**抜粋文**:

--------

本発明は、エンジンからの排気を流通させる第1排気路と、外気を導入する外気導入部と、前記第1排気路を流通した排気と前記外気導入部から導入された外気とを混合して外部に排気する第2排気路とを備えているトラクタの排気装置に関する。
上記のような排気装置は、第1排気路を流通した排気に外気導入部から導入した外気を混合させることで、排気温度を低下させており、その温度低下された排気を第2排気路にて外部に排気するようにしている。
従来の排気装置では、第1排気路と第2排気路がともに、流体を流通自在な流通管にて構成されており、その流通管の内径を第2排気路の方が第1排気路よりも大径になるようにしている。そして、排気の流通方向において、第1排気路の下流側端部が第2排気路の上流側端部よりも下流側となるようにして、第1排気路を内側に、第2排気路を外側とする二重管構造としている(例えば、特許文献1参照。)。
この特許文献1に記載の排気装置では、第2排気路の上流側端部において、第1排気路の外周部と第2排気路の内周部との間に形成された開口を外気導入部としており、第1排気路を流通した排気が第2排気路に流入することで、その流入に伴うエジェクタ効果により、外気導入部から外気を導入している。外気導入部から導入された外気は、二重管構造において、第1排気路の外周部と第2排気路の内周部との間に形成された間隙を流通し、その後、第2排気路を流通する排気に混合されている。

--------

**指示と条件**: トラクタの排気装置を扱った抜粋文を、最初から最後まで一字一句変えずに書き写してください。 記録はこの作業には一切関係しません。

収集したデータ項目
--------

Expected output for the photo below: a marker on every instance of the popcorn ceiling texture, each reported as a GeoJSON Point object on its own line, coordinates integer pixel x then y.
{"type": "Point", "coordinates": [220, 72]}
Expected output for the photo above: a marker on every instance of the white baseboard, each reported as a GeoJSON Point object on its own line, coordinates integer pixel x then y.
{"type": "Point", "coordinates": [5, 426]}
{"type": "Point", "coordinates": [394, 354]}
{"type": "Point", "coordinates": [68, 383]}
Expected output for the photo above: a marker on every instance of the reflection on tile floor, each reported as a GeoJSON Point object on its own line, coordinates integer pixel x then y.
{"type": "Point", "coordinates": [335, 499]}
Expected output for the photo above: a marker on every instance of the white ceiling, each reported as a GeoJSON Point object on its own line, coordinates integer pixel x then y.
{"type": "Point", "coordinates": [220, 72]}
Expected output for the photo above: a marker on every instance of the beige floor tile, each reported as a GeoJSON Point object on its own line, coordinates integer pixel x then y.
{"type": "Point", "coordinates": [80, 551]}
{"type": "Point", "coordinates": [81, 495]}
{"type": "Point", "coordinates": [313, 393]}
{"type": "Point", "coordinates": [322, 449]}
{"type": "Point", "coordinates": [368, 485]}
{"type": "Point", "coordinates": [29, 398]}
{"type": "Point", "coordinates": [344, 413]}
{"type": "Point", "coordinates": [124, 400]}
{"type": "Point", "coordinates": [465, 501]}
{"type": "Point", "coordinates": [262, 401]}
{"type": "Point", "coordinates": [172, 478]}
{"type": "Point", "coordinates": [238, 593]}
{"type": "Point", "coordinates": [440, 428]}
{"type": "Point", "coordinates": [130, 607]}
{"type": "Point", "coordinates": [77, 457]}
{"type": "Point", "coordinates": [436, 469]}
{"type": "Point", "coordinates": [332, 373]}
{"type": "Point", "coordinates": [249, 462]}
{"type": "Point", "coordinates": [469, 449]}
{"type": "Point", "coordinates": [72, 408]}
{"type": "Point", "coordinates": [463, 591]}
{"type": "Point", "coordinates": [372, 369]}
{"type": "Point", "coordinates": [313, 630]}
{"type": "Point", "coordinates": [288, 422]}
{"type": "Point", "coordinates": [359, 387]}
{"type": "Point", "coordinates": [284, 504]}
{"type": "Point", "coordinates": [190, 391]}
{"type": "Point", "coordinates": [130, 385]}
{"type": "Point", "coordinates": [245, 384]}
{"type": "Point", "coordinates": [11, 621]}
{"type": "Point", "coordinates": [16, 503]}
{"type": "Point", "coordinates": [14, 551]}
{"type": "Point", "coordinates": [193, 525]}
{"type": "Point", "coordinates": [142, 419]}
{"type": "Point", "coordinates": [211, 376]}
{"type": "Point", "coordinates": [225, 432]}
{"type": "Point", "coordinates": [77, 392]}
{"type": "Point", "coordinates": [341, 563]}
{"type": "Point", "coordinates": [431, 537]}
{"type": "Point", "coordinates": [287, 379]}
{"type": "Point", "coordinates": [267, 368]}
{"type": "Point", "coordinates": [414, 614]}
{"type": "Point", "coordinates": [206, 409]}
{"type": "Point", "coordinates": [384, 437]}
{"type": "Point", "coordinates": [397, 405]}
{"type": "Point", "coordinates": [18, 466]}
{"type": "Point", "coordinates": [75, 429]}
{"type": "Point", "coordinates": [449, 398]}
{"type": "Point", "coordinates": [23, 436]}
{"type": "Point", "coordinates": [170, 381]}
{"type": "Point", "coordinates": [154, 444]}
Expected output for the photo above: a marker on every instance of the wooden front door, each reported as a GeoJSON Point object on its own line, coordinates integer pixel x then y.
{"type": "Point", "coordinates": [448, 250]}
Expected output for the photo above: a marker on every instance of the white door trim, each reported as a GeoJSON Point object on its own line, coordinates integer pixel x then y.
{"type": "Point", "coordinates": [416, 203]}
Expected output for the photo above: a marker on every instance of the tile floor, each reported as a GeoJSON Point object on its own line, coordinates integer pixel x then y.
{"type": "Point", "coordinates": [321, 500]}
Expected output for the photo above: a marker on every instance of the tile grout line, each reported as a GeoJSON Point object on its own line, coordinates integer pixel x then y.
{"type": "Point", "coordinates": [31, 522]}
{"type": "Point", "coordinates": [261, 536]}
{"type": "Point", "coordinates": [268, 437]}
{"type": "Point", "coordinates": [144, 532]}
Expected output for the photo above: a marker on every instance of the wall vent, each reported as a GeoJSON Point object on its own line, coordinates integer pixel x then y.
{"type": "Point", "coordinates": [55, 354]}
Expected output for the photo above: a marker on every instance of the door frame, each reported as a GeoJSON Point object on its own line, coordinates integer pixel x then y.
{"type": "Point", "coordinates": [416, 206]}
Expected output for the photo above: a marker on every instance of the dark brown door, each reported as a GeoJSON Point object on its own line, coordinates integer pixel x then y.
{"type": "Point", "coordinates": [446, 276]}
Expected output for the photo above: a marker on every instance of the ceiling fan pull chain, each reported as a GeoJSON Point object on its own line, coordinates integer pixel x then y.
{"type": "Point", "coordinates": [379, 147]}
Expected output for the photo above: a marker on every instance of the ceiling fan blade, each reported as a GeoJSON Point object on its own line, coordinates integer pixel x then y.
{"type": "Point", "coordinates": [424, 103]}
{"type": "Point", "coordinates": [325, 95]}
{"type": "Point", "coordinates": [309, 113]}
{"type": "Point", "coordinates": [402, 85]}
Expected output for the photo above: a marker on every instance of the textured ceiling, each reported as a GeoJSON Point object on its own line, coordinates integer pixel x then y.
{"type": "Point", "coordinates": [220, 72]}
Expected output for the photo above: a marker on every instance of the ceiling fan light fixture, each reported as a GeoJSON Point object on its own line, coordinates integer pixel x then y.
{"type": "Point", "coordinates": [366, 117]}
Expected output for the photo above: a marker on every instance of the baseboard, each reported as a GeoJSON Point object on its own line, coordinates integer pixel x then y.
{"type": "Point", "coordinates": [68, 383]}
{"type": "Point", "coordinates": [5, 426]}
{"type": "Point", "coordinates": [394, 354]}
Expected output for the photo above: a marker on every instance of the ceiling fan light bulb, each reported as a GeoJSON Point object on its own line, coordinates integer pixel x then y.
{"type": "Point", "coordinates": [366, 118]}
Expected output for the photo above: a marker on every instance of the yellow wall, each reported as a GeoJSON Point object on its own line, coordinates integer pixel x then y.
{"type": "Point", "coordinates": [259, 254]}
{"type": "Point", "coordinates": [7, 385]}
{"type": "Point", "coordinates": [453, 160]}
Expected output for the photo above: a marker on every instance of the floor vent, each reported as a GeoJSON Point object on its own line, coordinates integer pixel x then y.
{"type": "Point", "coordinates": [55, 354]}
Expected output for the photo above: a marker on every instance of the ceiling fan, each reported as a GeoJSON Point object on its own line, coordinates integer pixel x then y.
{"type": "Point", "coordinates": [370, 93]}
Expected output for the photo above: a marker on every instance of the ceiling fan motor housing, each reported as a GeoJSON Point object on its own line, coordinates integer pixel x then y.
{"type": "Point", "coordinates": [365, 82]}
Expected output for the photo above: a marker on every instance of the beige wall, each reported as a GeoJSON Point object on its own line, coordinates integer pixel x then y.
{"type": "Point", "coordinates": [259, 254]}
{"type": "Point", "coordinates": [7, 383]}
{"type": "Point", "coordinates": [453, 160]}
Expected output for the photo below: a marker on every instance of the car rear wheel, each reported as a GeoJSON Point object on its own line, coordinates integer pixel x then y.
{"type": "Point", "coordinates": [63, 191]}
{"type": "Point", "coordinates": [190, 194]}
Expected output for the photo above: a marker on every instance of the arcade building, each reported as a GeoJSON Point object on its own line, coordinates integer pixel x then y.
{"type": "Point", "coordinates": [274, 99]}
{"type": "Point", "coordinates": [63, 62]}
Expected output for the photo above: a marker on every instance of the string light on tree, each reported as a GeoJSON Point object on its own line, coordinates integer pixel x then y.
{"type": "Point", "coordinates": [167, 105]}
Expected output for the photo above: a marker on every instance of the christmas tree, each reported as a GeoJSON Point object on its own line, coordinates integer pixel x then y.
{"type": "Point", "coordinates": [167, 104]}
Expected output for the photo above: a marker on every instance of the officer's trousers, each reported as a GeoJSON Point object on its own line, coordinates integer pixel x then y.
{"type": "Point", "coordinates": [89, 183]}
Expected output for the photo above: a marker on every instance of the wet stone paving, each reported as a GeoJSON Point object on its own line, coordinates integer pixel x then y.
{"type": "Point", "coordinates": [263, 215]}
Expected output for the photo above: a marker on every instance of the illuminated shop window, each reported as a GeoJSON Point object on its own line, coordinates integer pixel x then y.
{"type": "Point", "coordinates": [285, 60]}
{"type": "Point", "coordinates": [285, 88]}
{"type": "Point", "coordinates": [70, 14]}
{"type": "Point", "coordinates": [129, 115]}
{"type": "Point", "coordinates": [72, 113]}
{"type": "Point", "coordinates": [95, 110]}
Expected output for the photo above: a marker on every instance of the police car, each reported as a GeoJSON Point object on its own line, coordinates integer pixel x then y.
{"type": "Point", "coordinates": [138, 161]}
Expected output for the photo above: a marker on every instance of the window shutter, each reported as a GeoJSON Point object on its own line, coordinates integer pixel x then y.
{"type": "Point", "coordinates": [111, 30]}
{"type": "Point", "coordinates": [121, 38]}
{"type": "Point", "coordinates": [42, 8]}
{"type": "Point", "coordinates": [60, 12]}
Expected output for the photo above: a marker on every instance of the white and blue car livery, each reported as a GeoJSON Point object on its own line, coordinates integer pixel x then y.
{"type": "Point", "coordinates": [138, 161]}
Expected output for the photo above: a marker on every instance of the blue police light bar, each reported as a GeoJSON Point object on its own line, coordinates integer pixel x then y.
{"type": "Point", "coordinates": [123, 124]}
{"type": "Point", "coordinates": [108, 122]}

--------

**正しい結果**:
本発明は、エンジンからの排気を流通させる第1排気路と、外気を導入する外気導入部と、前記第1排気路を流通した排気と前記外気導入部から導入された外気とを混合して外部に排気する第2排気路とを備えているトラクタの排気装置に関する。
上記のような排気装置は、第1排気路を流通した排気に外気導入部から導入した外気を混合させることで、排気温度を低下させており、その温度低下された排気を第2排気路にて外部に排気するようにしている。
従来の排気装置では、第1排気路と第2排気路がともに、流体を流通自在な流通管にて構成されており、その流通管の内径を第2排気路の方が第1排気路よりも大径になるようにしている。そして、排気の流通方向において、第1排気路の下流側端部が第2排気路の上流側端部よりも下流側となるようにして、第1排気路を内側に、第2排気路を外側とする二重管構造としている(例えば、特許文献1参照。)。
この特許文献1に記載の排気装置では、第2排気路の上流側端部において、第1排気路の外周部と第2排気路の内周部との間に形成された開口を外気導入部としており、第1排気路を流通した排気が第2排気路に流入することで、その流入に伴うエジェクタ効果により、外気導入部から外気を導入している。外気導入部から導入された外気は、二重管構造において、第1排気路の外周部と第2排気路の内周部との間に形成された間隙を流通し、その後、第2排気路を流通する排気に混合されている。